#### [Passage to read]
JOIN: SQL text in sql_parity/queries/join_people_scores.sql.json; side tables sql_parity/data/join_left.json and join_right.json. Multi-table rdp_run_pipeline_json is not on the JVM yet — the doc example runs the join via rdp_parity_sql_suite_mirror (same workload as Python SqlContext tests).

GHCN JSON → XML → Parquet (`GhcnJsonXmlParquetPipeline`)

Demonstrates three distinct schemas on one small NOAA station sample (ghcn/ghcn_stations_sample.json):

json_to_xml.pipeline.json — renames columns (id → stationCode, …) and writes xml_file.
rdp_ingest_xml_path — verifies intermediate XML against xml_intermediate.schema.json.
xml_to_parquet.pipeline.json — maps to lake column names (station_id, geo_lat, …) and writes parquet_file.
rdp_ingest_parquet_path — verifies lake Parquet (5 rows; first station_id = ACW00011604).

No runtime download: the sample is committed under tests/fixtures/ghcn/.

People CSV / JSON / Parquet / Excel (`JsonParquetExcelSnippets`, `ExcelSnippets`, `ParquetSnippets`)

Payload ingest: people/payloads/json_path_dataset.payload.json, csv_path_dataset.payload.json → rdp_ingest_ordered_paths_json.
Path ingest: rdp_ingest_json_path / rdp_ingest_csv_path with people/schemas/*.schema.json and defaultPathIngestOptionsJson().
CSV → Parquet pipeline: people/pipelines/csv_to_parquet.pipeline.json then verify with people_flat.schema.json.
Excel: excel_sheet_dataset.payload.json with {{SOURCE_PATH}} → tests/fixtures/people.xlsx (generate via python scripts/write_people_xlsx_stdlib.py if missing).

Incremental batches (watermarks, directory scan)

OrderedPaths.java — Java lists files (glob) like Python paths_from_directory_scan; Rust ingests with watermark options from watermark/payloads/csv_watermark_ingest.body.json. PathFromDirectoryScan.java delegates to the same logic for back-compat.

{
  "schema_ref": "schemas/events.schema.json",
  "options": {
    "format": "csv",
    "watermark_column": "ts",
    "watermark_exclusive_above": 100
  },
  "response": { "mode": "dataset", "max_rows": 10000 }
}

Attach the scanned absolute paths as the paths array in the payload JSON before calling rdp_ingest_ordered_paths_json. Semantics are also covered by rdp_parity_watermark_mirror.

Rust-only student ETL (`RDPOnlyETLExample`)

Shows how database and lake connection strings live in pipeline JSON (postgresql_url, catalog_uri, warehouse) while ingest sources stay local files — see Your database and Your data lake. Loads legacy_student_etl_three_paths.pipeline.json with PATH_A..C → student_etl/data/part-0000*.json, plus ordered ingest payloads. Execution stays in Rust; Java substitutes paths and calls rdp_run_pipeline_json / rdp_ingest_ordered_paths_json.

#### [Exercise tasks]
a. Using the pipeline notes, explain why the JOIN example is run through rdp_parity_sql_suite_mirror.
b. According to the pipeline notes, what is the first station_id in the verified lake Parquet?

#### [Extracted data]
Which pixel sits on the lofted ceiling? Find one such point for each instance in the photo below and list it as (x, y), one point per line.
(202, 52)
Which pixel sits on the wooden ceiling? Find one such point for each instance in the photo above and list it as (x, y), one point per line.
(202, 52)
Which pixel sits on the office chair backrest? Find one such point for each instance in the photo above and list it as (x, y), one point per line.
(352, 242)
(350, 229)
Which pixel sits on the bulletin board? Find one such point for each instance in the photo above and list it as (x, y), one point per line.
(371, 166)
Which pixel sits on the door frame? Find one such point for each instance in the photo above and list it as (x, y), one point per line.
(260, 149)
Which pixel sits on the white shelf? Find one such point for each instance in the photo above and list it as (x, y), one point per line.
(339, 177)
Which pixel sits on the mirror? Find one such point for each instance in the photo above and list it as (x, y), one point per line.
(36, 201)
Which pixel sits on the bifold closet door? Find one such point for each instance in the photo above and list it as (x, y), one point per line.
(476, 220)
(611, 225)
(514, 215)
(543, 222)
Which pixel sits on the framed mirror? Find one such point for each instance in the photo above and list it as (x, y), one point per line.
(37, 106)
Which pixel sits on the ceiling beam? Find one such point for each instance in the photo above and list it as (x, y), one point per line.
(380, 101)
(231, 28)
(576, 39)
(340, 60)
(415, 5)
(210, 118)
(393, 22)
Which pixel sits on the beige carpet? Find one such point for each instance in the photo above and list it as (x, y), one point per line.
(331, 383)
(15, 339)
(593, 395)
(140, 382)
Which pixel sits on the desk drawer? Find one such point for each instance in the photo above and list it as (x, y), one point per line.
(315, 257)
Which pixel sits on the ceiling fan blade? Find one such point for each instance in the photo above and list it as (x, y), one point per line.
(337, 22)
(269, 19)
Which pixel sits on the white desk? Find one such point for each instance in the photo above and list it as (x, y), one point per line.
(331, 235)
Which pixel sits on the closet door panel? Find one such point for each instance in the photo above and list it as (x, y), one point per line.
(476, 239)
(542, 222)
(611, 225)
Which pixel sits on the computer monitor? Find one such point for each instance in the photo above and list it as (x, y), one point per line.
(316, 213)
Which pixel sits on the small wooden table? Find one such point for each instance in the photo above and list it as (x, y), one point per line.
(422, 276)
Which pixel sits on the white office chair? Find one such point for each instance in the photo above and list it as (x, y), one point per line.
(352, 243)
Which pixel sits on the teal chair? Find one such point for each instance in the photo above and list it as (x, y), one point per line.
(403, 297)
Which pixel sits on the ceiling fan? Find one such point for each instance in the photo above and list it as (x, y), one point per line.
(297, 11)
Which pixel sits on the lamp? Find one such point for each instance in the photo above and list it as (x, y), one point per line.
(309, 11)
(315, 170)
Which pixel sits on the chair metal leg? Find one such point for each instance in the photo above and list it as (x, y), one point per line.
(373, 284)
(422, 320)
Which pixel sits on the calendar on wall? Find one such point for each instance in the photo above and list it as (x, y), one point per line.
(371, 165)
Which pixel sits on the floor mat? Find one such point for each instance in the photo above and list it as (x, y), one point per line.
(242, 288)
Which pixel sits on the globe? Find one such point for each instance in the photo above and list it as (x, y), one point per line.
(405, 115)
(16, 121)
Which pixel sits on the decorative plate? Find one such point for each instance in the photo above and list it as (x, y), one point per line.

#### [Responses to the tasks]
a. Multi-table rdp_run_pipeline_json is not yet available on the JVM, so the doc example runs the join through rdp_parity_sql_suite_mirror. That mirror runs the same workload as the Python SqlContext tests.

b. ACW00011604